→ **PROVIDED DATA**:
-----

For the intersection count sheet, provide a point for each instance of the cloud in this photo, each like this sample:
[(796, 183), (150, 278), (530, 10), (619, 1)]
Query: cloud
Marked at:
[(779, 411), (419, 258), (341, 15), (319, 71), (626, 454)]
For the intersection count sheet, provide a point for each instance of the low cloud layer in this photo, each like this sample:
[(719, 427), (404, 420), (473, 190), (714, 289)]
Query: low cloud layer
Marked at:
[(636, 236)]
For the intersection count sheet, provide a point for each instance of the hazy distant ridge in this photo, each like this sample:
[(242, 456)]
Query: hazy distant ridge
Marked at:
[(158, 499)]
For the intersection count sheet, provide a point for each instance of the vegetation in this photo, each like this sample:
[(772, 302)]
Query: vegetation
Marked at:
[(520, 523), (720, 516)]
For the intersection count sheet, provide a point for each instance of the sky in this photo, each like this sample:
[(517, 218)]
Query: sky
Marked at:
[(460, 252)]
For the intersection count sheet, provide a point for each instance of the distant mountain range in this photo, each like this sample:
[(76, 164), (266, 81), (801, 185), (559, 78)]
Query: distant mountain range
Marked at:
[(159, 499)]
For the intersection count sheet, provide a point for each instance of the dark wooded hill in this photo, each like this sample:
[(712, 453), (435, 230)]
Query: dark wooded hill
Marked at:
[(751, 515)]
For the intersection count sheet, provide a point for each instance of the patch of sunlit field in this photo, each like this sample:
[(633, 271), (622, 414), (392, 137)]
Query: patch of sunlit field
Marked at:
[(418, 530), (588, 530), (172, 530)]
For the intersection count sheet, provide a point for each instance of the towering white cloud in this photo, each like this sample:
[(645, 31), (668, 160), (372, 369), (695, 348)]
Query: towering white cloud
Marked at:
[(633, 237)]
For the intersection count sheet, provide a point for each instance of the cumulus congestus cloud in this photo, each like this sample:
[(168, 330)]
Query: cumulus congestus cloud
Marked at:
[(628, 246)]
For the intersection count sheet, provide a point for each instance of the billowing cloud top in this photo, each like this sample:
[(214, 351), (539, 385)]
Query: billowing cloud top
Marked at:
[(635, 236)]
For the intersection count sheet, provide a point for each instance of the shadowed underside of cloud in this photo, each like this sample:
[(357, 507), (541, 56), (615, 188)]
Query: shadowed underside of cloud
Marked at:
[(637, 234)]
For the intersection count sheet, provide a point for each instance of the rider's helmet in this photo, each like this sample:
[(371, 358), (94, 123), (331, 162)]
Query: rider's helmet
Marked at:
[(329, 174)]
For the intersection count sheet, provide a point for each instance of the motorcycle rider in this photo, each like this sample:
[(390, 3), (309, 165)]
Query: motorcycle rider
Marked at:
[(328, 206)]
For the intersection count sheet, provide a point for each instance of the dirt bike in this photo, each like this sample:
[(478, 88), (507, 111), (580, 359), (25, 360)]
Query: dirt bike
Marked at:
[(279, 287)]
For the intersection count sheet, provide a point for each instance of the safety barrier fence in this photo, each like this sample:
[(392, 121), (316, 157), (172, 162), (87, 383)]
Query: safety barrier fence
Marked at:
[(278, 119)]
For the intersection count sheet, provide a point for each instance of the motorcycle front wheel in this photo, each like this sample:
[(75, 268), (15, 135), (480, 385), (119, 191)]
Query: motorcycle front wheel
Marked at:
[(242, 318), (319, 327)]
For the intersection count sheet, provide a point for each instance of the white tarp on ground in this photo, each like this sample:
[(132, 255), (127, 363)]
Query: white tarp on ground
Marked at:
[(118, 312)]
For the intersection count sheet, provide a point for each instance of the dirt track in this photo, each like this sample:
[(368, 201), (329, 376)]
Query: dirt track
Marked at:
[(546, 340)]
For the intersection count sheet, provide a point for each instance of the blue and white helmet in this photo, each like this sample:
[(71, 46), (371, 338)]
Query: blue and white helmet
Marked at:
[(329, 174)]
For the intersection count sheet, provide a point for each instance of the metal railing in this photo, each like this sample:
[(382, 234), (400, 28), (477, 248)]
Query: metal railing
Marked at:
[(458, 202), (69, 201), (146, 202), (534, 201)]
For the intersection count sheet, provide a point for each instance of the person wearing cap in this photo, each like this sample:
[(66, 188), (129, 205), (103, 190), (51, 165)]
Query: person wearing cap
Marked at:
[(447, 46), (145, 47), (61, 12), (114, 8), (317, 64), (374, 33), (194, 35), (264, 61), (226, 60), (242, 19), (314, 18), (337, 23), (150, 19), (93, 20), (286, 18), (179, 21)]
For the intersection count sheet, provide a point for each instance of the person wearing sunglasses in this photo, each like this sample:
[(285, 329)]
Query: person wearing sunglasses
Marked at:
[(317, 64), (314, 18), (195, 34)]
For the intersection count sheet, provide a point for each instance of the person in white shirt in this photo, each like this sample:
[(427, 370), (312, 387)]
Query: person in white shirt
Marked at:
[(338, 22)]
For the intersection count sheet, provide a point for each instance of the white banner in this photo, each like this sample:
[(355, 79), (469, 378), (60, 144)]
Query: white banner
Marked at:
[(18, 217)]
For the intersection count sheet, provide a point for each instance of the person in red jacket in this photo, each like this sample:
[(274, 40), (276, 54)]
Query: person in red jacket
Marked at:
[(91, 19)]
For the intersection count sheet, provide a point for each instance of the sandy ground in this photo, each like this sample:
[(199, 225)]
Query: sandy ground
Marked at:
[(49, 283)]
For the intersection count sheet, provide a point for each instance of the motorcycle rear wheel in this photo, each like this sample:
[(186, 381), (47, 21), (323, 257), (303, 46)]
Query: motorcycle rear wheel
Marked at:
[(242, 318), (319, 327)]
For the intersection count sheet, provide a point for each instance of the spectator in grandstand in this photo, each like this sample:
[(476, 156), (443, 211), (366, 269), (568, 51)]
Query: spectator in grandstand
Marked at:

-----

→ **DIRECTIONS**:
If the string "towering" is in a line of the entries, pick that line out.

→ **ANSWER BELOW**:
For the intersection count sheet, provide a point for each instance of the towering white cloud in this photo, each like this sample:
Query: towering white cloud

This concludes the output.